## Work instructions
1: According to the article on Syracuse University's gift for the Newhouse School, why did Donald Newhouse praise former deans David Rubin and Lorraine Branham? Answer in one to three sentences.
2: Extend the article on the $75 million Newhouse School gift, picking up after its final sentence.

## Text for analysis

SU receives $75 million gift for Newhouse School
SU receives $75 million for Newhouse School
The Samuel I. Newhouse Foundation pledged $75 million to the Newhouse School marking the largest donation in Syracuse University’s 150-year history.
Donald Newhouse, a member of SU’s class of 1951 and whose father’s name graces the communications school, announced the gift on the first day of spring classes in the Hergenhan Auditorium.
Newhouse lauded former Newhouse deans David Rubin and the late Lorraine Branham for their commitment to the school, stating in a press release that their “unwavering support” helped to realize his father’s dream of creating “the finest journalism school in the world.”
Chancellor Kent Syverud said the gift intended to help support people and school programs will ensure future students to have opportunities to learn and thrive while at SU.
“The proud legacy of the S.I. Newhouse School of Public Communications is more important now than it has ever been,” said Syverud in a press release. “The generosity of the Newhouse family enables Syracuse University to educate journalists whose dedication to the First Amendment enriches our society.”
The $75 million will be allocated once a permanent dean has been selected. The press release stated it will fund “multiple academic initiatives”. The search for a new dean is ongoing, and SU aims to have the position filled by July, which marks the beginning of a new fiscal year.

(Saved data entries)
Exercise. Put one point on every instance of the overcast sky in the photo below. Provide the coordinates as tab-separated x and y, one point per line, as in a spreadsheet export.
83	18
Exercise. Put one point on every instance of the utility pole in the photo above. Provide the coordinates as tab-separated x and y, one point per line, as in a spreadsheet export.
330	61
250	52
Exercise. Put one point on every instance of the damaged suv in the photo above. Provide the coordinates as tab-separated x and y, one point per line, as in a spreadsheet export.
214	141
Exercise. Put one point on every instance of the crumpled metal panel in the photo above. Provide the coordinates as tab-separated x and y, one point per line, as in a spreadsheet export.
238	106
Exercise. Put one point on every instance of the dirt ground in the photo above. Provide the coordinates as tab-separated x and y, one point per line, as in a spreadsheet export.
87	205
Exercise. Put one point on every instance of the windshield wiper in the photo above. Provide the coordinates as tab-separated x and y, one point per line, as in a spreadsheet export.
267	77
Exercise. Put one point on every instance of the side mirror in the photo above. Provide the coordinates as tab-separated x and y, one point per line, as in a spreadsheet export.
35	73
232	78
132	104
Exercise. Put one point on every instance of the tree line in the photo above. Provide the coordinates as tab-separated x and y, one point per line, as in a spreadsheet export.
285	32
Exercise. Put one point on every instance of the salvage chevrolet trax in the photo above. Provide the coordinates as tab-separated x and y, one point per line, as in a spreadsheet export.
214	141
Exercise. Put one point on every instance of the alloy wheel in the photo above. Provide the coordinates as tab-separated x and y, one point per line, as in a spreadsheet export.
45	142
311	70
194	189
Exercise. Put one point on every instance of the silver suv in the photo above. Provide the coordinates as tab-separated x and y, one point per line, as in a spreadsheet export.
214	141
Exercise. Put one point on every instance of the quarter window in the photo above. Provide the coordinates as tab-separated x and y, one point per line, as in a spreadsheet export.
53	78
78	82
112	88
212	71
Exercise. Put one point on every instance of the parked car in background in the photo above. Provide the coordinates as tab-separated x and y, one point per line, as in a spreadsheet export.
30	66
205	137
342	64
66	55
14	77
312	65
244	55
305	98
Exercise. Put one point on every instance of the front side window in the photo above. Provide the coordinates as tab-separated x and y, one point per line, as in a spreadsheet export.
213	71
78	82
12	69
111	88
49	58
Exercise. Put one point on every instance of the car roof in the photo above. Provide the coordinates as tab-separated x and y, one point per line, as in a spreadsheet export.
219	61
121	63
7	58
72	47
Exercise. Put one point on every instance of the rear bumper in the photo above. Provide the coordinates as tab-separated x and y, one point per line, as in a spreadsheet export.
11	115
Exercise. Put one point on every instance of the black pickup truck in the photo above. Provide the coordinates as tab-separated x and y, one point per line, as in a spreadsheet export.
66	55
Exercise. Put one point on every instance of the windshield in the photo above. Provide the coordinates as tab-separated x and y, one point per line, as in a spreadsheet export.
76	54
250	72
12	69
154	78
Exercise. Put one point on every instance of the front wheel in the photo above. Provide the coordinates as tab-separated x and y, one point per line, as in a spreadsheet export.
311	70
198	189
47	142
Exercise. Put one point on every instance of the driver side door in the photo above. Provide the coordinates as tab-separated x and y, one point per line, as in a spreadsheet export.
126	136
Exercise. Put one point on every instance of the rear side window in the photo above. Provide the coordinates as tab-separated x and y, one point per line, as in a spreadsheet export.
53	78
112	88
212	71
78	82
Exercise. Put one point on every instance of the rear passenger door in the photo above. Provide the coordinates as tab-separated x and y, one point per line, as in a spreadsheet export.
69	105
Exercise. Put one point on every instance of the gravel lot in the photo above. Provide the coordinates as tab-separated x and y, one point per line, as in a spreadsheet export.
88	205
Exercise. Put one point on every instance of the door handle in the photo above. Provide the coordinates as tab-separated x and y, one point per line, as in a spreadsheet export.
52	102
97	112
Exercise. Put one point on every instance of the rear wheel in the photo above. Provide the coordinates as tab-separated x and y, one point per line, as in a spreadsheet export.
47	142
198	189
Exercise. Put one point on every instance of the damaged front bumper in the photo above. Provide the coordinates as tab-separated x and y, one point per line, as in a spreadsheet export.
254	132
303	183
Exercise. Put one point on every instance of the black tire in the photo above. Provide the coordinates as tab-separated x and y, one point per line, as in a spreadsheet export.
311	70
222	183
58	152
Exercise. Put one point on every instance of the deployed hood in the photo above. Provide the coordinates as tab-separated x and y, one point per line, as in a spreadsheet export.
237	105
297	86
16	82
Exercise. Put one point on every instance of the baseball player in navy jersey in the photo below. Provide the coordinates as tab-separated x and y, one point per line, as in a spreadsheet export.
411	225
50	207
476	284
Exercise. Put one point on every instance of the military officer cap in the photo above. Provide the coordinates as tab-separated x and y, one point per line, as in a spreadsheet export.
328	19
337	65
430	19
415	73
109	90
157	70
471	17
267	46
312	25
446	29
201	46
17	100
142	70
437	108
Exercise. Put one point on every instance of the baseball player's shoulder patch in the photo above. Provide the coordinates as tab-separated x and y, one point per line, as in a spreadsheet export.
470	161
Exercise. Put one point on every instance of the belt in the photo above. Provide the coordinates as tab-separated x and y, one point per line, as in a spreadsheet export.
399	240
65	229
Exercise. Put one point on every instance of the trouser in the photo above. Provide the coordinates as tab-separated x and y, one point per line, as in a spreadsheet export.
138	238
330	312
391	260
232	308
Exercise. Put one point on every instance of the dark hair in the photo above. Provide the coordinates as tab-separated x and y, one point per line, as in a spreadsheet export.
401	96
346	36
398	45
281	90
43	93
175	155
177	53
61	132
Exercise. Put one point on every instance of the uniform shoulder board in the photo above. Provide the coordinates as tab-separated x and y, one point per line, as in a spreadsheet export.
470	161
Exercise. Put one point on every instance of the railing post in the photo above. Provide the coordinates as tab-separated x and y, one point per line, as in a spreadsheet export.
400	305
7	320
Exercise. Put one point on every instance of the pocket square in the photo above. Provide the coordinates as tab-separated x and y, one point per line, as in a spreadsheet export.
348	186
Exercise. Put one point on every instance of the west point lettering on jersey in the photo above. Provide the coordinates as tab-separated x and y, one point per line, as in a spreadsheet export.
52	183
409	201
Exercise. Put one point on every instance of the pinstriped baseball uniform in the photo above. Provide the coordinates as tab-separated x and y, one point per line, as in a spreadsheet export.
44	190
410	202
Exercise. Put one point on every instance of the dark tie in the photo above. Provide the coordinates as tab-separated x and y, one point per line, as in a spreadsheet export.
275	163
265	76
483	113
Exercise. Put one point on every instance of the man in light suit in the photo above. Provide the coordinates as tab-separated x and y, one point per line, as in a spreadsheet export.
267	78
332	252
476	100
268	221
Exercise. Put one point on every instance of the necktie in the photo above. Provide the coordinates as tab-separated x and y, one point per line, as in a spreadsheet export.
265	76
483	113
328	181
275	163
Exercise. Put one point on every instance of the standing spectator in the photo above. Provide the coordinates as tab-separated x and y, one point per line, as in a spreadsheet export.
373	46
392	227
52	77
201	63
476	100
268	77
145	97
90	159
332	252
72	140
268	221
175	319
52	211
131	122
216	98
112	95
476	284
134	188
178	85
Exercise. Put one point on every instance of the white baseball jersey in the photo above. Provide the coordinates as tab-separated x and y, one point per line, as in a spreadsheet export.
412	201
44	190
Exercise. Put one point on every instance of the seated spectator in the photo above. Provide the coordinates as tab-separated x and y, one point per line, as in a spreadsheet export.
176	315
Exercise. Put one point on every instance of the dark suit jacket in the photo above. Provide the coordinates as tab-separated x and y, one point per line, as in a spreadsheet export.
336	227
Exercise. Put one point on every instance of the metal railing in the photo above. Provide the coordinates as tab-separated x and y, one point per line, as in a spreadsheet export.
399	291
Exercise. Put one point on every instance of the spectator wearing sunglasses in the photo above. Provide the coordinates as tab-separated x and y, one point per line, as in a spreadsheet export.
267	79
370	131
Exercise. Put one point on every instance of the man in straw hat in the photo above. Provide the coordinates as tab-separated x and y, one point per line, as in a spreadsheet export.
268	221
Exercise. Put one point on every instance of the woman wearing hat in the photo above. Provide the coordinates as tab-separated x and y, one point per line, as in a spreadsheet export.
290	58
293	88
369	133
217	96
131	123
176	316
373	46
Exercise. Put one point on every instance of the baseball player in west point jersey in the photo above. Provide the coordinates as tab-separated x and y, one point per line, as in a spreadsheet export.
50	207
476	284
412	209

## Responses per task
1: He credited their "unwavering support" for the school with helping to realize his father's dream of creating "the finest journalism school in the world." He also lauded both deans for their commitment to the school.

2:
Newhouse, son of Samuel I. Newhouse who founded Advance Publications, expressed his confidence in the SU’s ability to select an “outstanding successor” to Branham, who passed away last spring after battling cancer.
Donald Newhouse is an honorary trustee; however, His son Michael holds a voting position on the Board of Trustees. Samuel I. Newhouse’s original gift of $15 million in 1962 was also the largest donation to SU at the time.
“In this era in which public communications is undergoing continual and radical change,” Newhouse said in the press release, “my family and I expect to continue our long-term commitment to ensure that the school my Dad helped found almost 60 years ago remains the leading communications school in the world for another generation.”